■ REQUEST: Make an exact copy of the lines below.
** START **
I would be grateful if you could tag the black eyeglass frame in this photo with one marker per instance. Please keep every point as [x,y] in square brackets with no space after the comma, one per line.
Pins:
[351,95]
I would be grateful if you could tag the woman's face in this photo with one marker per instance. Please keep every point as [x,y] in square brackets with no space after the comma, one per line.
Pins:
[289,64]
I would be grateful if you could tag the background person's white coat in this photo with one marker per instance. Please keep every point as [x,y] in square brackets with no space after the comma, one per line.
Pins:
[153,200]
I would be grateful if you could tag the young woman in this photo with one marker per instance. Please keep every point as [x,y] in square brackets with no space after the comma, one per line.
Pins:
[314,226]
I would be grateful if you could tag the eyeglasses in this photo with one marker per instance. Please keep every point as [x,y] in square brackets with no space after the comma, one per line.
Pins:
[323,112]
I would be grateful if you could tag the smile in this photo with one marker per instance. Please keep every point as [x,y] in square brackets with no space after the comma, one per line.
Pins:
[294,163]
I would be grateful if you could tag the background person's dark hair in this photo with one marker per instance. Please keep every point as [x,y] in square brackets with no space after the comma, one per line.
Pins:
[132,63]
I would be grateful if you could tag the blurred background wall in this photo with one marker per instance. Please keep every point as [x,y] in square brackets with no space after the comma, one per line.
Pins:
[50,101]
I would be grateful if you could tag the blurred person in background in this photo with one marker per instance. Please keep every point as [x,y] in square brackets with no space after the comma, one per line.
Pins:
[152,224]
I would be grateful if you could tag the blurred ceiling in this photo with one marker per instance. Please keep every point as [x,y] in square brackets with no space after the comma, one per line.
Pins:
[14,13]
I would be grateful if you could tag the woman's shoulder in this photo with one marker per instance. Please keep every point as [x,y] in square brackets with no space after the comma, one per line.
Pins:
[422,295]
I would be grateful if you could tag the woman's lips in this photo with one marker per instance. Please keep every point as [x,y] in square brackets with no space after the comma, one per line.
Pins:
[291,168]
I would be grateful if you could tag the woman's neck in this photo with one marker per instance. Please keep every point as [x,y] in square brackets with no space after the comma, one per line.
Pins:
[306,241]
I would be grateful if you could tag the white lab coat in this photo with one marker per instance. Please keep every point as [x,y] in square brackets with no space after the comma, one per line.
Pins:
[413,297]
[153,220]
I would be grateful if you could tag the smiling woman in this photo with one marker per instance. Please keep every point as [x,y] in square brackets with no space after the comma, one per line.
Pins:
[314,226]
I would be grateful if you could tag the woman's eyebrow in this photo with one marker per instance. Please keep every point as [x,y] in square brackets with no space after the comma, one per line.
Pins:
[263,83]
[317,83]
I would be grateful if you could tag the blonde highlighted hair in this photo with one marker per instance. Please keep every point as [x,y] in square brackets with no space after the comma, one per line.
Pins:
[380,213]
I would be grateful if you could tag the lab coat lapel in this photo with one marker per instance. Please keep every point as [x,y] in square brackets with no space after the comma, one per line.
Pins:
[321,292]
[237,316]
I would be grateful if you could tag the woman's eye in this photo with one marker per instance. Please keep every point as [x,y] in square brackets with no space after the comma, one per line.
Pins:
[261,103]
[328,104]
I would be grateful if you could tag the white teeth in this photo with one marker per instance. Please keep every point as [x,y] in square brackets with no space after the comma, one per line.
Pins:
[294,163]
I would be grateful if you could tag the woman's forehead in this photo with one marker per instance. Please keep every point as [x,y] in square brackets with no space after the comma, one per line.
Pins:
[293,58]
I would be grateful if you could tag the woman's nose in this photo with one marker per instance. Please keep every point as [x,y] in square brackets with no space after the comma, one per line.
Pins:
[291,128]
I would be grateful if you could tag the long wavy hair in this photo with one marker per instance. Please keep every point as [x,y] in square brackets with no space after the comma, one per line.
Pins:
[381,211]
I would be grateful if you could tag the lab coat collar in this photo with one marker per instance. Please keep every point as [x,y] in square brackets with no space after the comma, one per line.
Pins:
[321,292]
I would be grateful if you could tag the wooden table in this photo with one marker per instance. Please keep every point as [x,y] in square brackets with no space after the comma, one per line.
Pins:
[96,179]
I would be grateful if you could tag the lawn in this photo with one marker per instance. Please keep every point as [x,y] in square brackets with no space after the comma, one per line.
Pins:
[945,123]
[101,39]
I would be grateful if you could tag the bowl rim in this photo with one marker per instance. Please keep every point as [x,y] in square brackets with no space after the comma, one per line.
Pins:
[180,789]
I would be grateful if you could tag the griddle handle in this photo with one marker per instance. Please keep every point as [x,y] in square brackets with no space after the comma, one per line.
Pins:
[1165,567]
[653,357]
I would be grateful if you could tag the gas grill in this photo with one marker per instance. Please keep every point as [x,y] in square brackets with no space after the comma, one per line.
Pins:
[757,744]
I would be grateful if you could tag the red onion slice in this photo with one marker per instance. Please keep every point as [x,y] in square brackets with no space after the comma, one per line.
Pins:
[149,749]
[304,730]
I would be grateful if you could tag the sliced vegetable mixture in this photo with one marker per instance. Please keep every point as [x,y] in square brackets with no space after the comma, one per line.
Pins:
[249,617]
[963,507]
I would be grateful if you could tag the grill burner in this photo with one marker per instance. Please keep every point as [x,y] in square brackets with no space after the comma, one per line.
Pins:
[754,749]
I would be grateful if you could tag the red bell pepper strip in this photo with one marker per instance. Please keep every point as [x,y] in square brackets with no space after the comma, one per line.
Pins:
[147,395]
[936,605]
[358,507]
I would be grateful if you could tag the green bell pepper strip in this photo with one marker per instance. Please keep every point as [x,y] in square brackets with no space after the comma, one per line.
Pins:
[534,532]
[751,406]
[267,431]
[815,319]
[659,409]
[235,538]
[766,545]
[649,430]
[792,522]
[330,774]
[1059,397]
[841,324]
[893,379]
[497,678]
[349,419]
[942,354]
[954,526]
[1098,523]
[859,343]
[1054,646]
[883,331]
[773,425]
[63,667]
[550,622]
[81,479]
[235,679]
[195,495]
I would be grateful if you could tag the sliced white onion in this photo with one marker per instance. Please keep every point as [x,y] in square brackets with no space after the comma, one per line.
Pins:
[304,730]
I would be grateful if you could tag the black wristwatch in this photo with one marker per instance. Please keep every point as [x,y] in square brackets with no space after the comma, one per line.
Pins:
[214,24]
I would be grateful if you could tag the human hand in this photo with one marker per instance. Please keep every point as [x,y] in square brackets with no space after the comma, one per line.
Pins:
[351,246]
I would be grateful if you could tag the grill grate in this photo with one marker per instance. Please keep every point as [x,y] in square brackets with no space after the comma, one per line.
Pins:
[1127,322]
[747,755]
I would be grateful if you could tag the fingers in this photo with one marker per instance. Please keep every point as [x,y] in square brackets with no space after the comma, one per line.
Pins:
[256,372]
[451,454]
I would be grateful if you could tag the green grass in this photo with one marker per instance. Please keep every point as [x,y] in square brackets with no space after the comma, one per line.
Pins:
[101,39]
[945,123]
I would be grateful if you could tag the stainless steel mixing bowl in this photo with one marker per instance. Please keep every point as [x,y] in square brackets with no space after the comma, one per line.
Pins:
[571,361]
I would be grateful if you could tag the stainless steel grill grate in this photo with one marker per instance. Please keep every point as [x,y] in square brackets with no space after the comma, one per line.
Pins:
** END **
■ REPLY TO THE EXERCISE:
I would be grateful if you could tag the black eyeglass frame in this photo with one marker per instance. Please keep every point as [x,y] in square brackets with no space after the comma, one per line.
Pins:
[351,95]
I would be grateful if you could tag the woman's face in this photo with one marker per instance. Please keep every point as [x,y] in square brackets with no space after the comma, one per line.
Pins:
[289,64]
I would be grateful if you could tag the background person's white coat in this photo with one marker per instance. Please keep every point as [x,y] in square brackets with no space after the comma, one per line.
Pins:
[153,200]
I would be grateful if you could tag the young woman in this photo with one marker per instance. Please keep every point as [x,y] in square brackets with no space after the comma, one per line.
Pins:
[314,226]
I would be grateful if you could tag the eyeglasses in this photo with one marker per instance. Please keep every point as [x,y] in square brackets with no space after the comma, one per line.
Pins:
[323,112]
I would be grateful if you could tag the smile in this photo with one marker per instance. Please keep every point as [x,y] in square brackets with no space after the comma, one per line.
Pins:
[294,163]
I would be grateful if you could tag the background person's dark hair in this photo with one marker per instance. Please keep every point as [x,y] in square brackets with no space after the comma, one per line.
Pins:
[132,63]
I would be grateful if you could tag the blurred background wall in this photo with one marker per instance. Please keep every point as [x,y] in square brackets with no space after the comma, one per line.
Pins:
[50,101]
I would be grateful if you could tag the blurred person in background in this photo with one marker per instance. Please keep every point as [x,y] in square brackets with no space after the comma, one per line.
Pins:
[152,224]
I would be grateful if you could tag the blurred ceiling in this photo with one marker per instance. Please keep every point as [x,y] in square brackets with no space after the comma, one per line.
Pins:
[14,13]
I would be grateful if you could tag the woman's shoulder in this photo with one marker per instance. Please keep every point as [x,y] in square brackets with no space after the comma, one per line.
Pins:
[422,295]
I would be grateful if you could tag the woman's lips in this photo with one marker per instance. Please keep every point as [x,y] in square brackets with no space after the comma, one per line.
Pins:
[291,168]
I would be grateful if you could tag the woman's neck in this photo with one marker per instance. Please keep every point as [x,y] in square brackets with no space after the comma, one per line.
Pins:
[306,241]
I would be grateful if you could tag the white lab coat in this photo with one marker per instance. Please keep every point as [x,y] in square brackets with no space after the comma, one per line.
Pins:
[413,297]
[153,220]
I would be grateful if you could tag the smiling woman in this photo with one marker per instance. Please keep every point as [x,y] in square brackets with no space after the comma, one per line.
Pins:
[314,226]
I would be grateful if you could tag the woman's eyebrow in this photo with one marker per instance. Please keep every point as [x,y] in square brackets with no space after the comma, one per line.
Pins:
[263,83]
[317,83]
I would be grateful if you could tag the blonde highlighted hair in this photo with one marker per instance. Please keep every point as [x,y] in square brackets with no space after the comma, one per line.
Pins:
[380,213]
I would be grateful if you could tag the lab coat lapel in this photo with one marker per instance. Please keep every point as [x,y] in square brackets with no space after the comma, one per line.
Pins:
[321,292]
[237,316]
I would be grateful if you could tag the woman's eye in this photo with one marker per instance. Please keep every point as [x,y] in square brackets with no space after the comma, one per line.
Pins:
[261,103]
[328,104]
I would be grateful if you could tag the white teeth in this photo with one marker per instance. Please keep every point as [x,y] in square brackets with no space after the comma, one per line.
Pins:
[294,163]
I would be grateful if you could tag the woman's forehead in this photo with one marker per instance. Please keep every point as [x,y] in square brackets with no space after the comma, one per line.
Pins:
[293,58]
I would be grateful if you could tag the woman's nose in this photo with one marker per instance. Please keep every point as [x,y] in square brackets with no space after the comma, one per line.
Pins:
[291,128]
I would be grateful if you could tag the long wavy hair in this photo with one marker per instance. Please keep every point as [x,y] in square brackets with no space after the comma, one per line.
Pins:
[381,211]
I would be grateful if you could tag the lab coat collar in this photo with one marker per instance. Please keep every point as [x,y] in square brackets with no space after the comma, one per line.
Pins:
[321,292]
I would be grateful if you could tag the wooden table in this photo with one marker per instance. Please keep every point as [x,y] in square brackets with no space after the comma, one per line.
Pins:
[96,179]
I would be grateful if you could tag the lawn in this photo with one marker per instance. Please keep every point as [x,y] in square brackets with no space after the comma, one per line.
Pins:
[945,123]
[101,39]
I would be grateful if you could tag the bowl rim in this photo with one marker per instance. Please keep every point as [x,y] in square brackets with no space after the comma, one per line.
Pins:
[180,789]
I would be grateful if you could tag the griddle handle in this photo with one marker per instance. Please keep every point as [x,y] in square brackets with no space after the comma, one per line.
Pins:
[1165,567]
[653,357]
I would be grateful if you could tag the gas grill in this photo with one marker per instance. Please keep every point as [x,y] in square brackets with no space after the comma, one per line.
Pins:
[757,744]
I would be grateful if you could tag the red onion slice in this photo with one marker per instance. Please keep every point as [x,y] in square brackets with no space after the comma, one per line.
Pins:
[149,749]
[304,730]
I would be grateful if you could tag the sliced vegetable mixture in this photo with one marker per instance. Please keep every point as [x,y] in square brackets with no space after the comma, one per line.
Pins:
[249,617]
[963,507]
I would be grateful if you could tag the grill burner in this photo with one marker per instance. Please keep every point as [x,y] in square brackets with no space after the comma, one per line.
Pins:
[754,749]
I would be grateful if you could tag the red bell pepper strip in this photo with one marker per instance. Please keep every point as [x,y] in square brackets with no space after the comma, one per line.
Pins:
[147,395]
[936,605]
[358,507]
I would be grateful if you could tag the green bell pepper strip in this photo with one marker per instance. Please keep every point as [x,y] in square brackets with no space after the comma, one per line.
Pins:
[534,532]
[751,406]
[267,431]
[815,319]
[659,409]
[235,538]
[766,545]
[649,430]
[792,522]
[330,774]
[1059,397]
[841,324]
[893,379]
[497,678]
[349,419]
[942,354]
[954,526]
[1098,523]
[859,343]
[1054,646]
[883,331]
[773,425]
[63,667]
[550,622]
[81,479]
[235,679]
[195,495]
I would be grateful if you could tag the sliced white onion in this photo with one marker per instance. Please keep every point as [x,y] in square brackets with no space after the comma, one per line.
Pins:
[304,730]
I would be grateful if you could tag the black wristwatch in this photo with one marker per instance. Please keep every point as [x,y] in square brackets with no space after the comma, one per line.
Pins:
[214,24]
I would be grateful if you could tag the human hand in this photo with one marker per instance. Please keep every point as [x,y] in square brackets with no space after the comma, one per line.
Pins:
[351,246]
I would be grateful if you could tag the grill grate in this photo with one marker per instance. Please keep every point as [x,y] in square brackets with no space after the comma, one per line.
Pins:
[1127,322]
[747,755]
I would be grateful if you could tag the fingers in this photo with one marker per instance. Please keep every point as [x,y] in square brackets with no space after the comma, one per line.
Pins:
[256,372]
[451,454]
I would be grateful if you could tag the green grass in this photo with one marker per instance. Please keep every point as [x,y] in square brackets with no space after the comma, one per line.
Pins:
[101,39]
[945,123]
I would be grateful if you could tag the stainless steel mixing bowl in this photo with one marker per instance. Please keep every point as [x,y] in square brackets with no space after the comma, one per line.
Pins:
[571,361]
I would be grateful if you could tag the stainless steel grill grate in this photo with one marker per instance. Please keep every point as [x,y] in square brackets with no space after the comma, one per line.
Pins:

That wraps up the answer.